**Reading text**:
· · ·

Please suggest how to get a report with accurate values. i.e. They shouldn’t contain “nan” values.

Thanks

sangames · October 3, 2023, 6:19am

The ncu report is attached herewith. Note that it is profiled with mpi rank 0 only.
report.ncu.tpall.out.NOAD0033.14542.ncu-rep.zip (67.6 KB)

jmarusarz · October 5, 2023, 8:21pm

Are there any warnings or errors printed to the console when you run this profile. This does seem strange. Do you have any small kernels, like the CUDA samples, where you could try a simple Nsight Compute profile to see if anything will give good data?

sangames · October 9, 2023, 9:06am

There were no errors/warnings thrown during profile with Nsight Compute profiler.
I tried to compile CUDA samples, with the link provided by you GitHub - NVIDIA/cuda-samples: Samples for CUDA Developers which demonstrates features in CUDA Toolkit, but it doesn’t compile with cuda-12.0 and any of different compilers used gcc-7.5, gcc-12.x and Nvidia C++ compiler. Every time it failed with same error:

/opt/nvidia/hpc_sdk/Linux_x86_64/23.3/compilers/bin/nvcc -ccbin nvc++ -I../../../Common  -m64    --threads 0 --std=c++11 -gencode arch=compute_50,code=sm_50 -gencode arch=compute_52,code=sm_52 -gencode arch=compute_60,code=sm_60 -gencode arch=compute_61,code=sm_61 -gencode arch=compute_70,code=sm_70 -gencode arch=compute_75,code=sm_75 -gencode arch=compute_80,code=sm_80 -gencode arch=compute_86,code=sm_86 -gencode arch=compute_89,code=sm_89 -gencode arch=compute_90,code=sm_90 -gencode arch=compute_90,code=compute_90 -o matrixMultiplyPerf.o -c matrixMultiplyPerf.cu
/opt/nvidia/hpc_sdk/Linux_x86_64/23.3/compilers/bin/nvcc -ccbin nvc++   -m64      -gencode arch=compute_50,code=sm_50 -gencode arch=compute_52,code=sm_52 -gencode arch=compute_60,code=sm_60 -gencode arch=compute_61,code=sm_61 -gencode arch=compute_70,code=sm_70 -gencode arch=compute_75,code=sm_75 -gencode arch=compute_80,code=sm_80 -gencode arch=compute_86,code=sm_86 -gencode arch=compute_89,code=sm_89 -gencode arch=compute_90,code=sm_90 -gencode arch=compute_90,code=compute_90 -o UnifiedMemoryPerf commonKernels.o helperFunctions.o matrixMultiplyPerf.o
mkdir -p ../../../bin/x86_64/linux/release
cp UnifiedMemoryPerf ../../../bin/x86_64/linux/release
make[1]: Leaving directory '/lus/cflus02/usern1/src/cusamples/cuda-samples/Samples/6_Performance/UnifiedMemoryPerf'
make[1]: Entering directory '/lus/cflus02/usern1/src/cusamples/cuda-samples/Samples/6_Performance/LargeKernelParameter'
/opt/nvidia/hpc_sdk/Linux_x86_64/23.3/compilers/bin/nvcc -ccbin nvc++ -I../../../Common  -m64    --std=c++11 --threads 0 -gencode arch=compute_70,code=sm_70 -gencode arch=compute_75,code=sm_75 -gencode arch=compute_80,code=sm_80 -gencode arch=compute_86,code=sm_86 -gencode arch=compute_89,code=sm_89 -gencode arch=compute_90,code=sm_90 -gencode arch=compute_90,code=compute_90 -o LargeKernelParameter.o -c LargeKernelParameter.cu
LargeKernelParameter.cu(58): Error: Formal parameter space overflowed (4104 bytes required, max 4096 bytes allowed) in function _Z13kernelDefault7param_tPi
LargeKernelParameter.cu(75): Error: Formal parameter space overflowed (32008 bytes required, max 4096 bytes allowed) in function _Z16kernelLargeParam13param_large_tPi

LargeKernelParameter.cu(58): Error: Formal parameter space overflowed (4104 bytes required, max 4096 bytes allowed) in function _Z13kernelDefault7param_tPi
LargeKernelParameter.cu(75): Error: Formal parameter space overflowed (32008 bytes required, max 4096 bytes allowed) in function _Z16kernelLargeParam13param_large_tPi

LargeKernelParameter.cu(58): Error: Formal parameter space overflowed (4104 bytes required, max 4096 bytes allowed) in function _Z13kernelDefault7param_tPi

Thanks

jmarusarz · October 12, 2023, 8:13pm

Can you try compiling one of the simple samples like the 0_Introduction/MatrixMul sample and then collecting a simple Nsight Compute report? I’m not familiar with your specific sample and what’s going on there. Also, did you also update the driver when moving to cuda 12.0? Can you share your driver version via the “nvidia-smi” command?

· · ·

**Collected data**:
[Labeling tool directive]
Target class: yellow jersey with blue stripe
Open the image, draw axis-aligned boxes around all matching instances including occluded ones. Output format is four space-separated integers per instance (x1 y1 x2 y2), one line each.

· · ·

**Task set**:
**A)** In the Nsight Compute thread, which MPI rank was the attached report profiled with?
**B)** Please output the part of the Nsight Compute thread starting at "Please suggest how" and ending at "give good data?", copied word for word.

**In response**:
**A)** Rank 0 only.

**B)**
Please suggest how to get a report with accurate values. i.e. They shouldn’t contain “nan” values.

Thanks

sangames · October 3, 2023, 6:19am

The ncu report is attached herewith. Note that it is profiled with mpi rank 0 only.
report.ncu.tpall.out.NOAD0033.14542.ncu-rep.zip (67.6 KB)

jmarusarz · October 5, 2023, 8:21pm

Are there any warnings or errors printed to the console when you run this profile. This does seem strange. Do you have any small kernels, like the CUDA samples, where you could try a simple Nsight Compute profile to see if anything will give good data?